# Start of Supplied information

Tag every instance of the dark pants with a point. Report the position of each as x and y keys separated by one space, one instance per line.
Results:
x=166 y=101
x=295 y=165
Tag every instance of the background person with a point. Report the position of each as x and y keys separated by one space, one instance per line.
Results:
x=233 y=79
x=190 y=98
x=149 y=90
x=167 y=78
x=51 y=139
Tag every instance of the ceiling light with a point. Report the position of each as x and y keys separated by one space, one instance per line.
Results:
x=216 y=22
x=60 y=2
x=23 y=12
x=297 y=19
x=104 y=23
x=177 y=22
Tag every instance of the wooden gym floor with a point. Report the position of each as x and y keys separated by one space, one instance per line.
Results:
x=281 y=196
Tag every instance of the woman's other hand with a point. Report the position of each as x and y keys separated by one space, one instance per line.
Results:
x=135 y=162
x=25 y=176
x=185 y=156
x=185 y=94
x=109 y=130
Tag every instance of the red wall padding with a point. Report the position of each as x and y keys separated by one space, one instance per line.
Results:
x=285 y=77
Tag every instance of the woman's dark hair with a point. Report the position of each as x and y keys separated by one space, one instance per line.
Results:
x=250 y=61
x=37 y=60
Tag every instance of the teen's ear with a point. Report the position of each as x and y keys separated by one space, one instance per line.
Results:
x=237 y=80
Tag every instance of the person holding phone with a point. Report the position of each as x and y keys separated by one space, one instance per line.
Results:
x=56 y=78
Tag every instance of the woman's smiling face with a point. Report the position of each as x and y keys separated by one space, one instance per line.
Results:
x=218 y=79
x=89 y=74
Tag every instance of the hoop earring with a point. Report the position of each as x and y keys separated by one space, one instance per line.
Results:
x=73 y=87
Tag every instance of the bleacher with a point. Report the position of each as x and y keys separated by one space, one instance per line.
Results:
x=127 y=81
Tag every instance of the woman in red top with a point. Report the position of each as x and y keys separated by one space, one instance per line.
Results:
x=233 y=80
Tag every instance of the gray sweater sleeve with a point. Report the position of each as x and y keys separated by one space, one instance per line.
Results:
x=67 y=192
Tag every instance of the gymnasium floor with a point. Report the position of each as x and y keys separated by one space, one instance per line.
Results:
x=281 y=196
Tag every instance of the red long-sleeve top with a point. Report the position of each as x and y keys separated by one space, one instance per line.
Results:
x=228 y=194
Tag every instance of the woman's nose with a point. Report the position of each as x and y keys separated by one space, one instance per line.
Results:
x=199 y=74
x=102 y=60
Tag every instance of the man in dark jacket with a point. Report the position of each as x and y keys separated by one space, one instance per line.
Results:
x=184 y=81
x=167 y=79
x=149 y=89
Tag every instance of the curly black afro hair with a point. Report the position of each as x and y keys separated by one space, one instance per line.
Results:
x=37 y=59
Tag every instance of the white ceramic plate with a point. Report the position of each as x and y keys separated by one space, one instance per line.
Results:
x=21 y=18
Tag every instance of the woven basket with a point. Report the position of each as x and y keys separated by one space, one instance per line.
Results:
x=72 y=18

# End of Supplied information

From the records above, extract every entry exactly as given.

Tag every instance of the dark pants with a point. Report the position of each as x and y keys separated by one space, one instance per line.
Results:
x=166 y=101
x=295 y=165
Tag every instance of the background person with a point. Report the position of each as x and y keys separated by one space, one instance per line.
Results:
x=233 y=79
x=190 y=98
x=149 y=90
x=167 y=78
x=51 y=139
Tag every instance of the ceiling light with a point. Report the position of each as x and y keys separated by one space, one instance per line.
Results:
x=216 y=22
x=60 y=2
x=23 y=12
x=297 y=19
x=104 y=23
x=177 y=22
Tag every instance of the wooden gym floor with a point. Report the position of each as x and y keys separated by one space, one instance per line.
Results:
x=281 y=196
Tag every instance of the woman's other hand with a point. Report the position of each as x and y keys separated by one space, one instance per line.
Results:
x=135 y=162
x=25 y=176
x=185 y=156
x=185 y=94
x=109 y=130
Tag every instance of the red wall padding with a point. Report the position of each as x and y keys separated by one space, one instance per line.
Results:
x=285 y=77
Tag every instance of the woman's dark hair with a point. Report the position of each as x and y keys separated by one space, one instance per line.
Results:
x=250 y=61
x=37 y=60
Tag every instance of the teen's ear with a point. Report the position of each as x and y keys separated by one space, one instance per line.
Results:
x=237 y=80
Tag every instance of the person holding phone with a point. Report the position of each as x and y keys separated by one space, one instance per line.
Results:
x=56 y=78
Tag every instance of the woman's smiling face with a point. Report the position of each as x and y keys separated by one space, one instance per line.
Results:
x=218 y=79
x=89 y=74
Tag every instance of the hoop earring with a point. Report the position of each as x and y keys separated by one space, one instance per line.
Results:
x=73 y=87
Tag every instance of the bleacher with a point. Report the position of each as x and y keys separated by one space, one instance per line.
Results:
x=127 y=81
Tag every instance of the woman in red top with a point. Report the position of each as x and y keys separated by one space, one instance per line.
Results:
x=233 y=80
Tag every instance of the gray sweater sleeve with a point. Report the position of each as x and y keys separated by one space, one instance per line.
Results:
x=67 y=192
Tag every instance of the gymnasium floor with a point. Report the position of each as x and y keys separated by one space, one instance per line.
Results:
x=281 y=196
Tag every instance of the red long-sleeve top with a point. Report the position of each as x and y keys separated by one space, one instance per line.
Results:
x=228 y=194
Tag every instance of the woman's nose with a point. Report the position of each as x and y keys separated by one space, one instance per line.
Results:
x=199 y=74
x=102 y=60
Tag every instance of the man in dark jacket with a point. Report the position of each as x and y keys separated by one space, one instance per line.
Results:
x=184 y=81
x=167 y=79
x=149 y=89
Tag every instance of the curly black afro hair with a point. Report the position of each as x and y keys separated by one space, one instance per line.
Results:
x=37 y=59
Tag every instance of the white ceramic plate with a point. Report the position of each as x and y keys separated by one space, one instance per line.
Results:
x=21 y=18
Tag every instance of the woven basket with a point. Report the position of each as x and y keys separated by one space, one instance per line.
Results:
x=72 y=18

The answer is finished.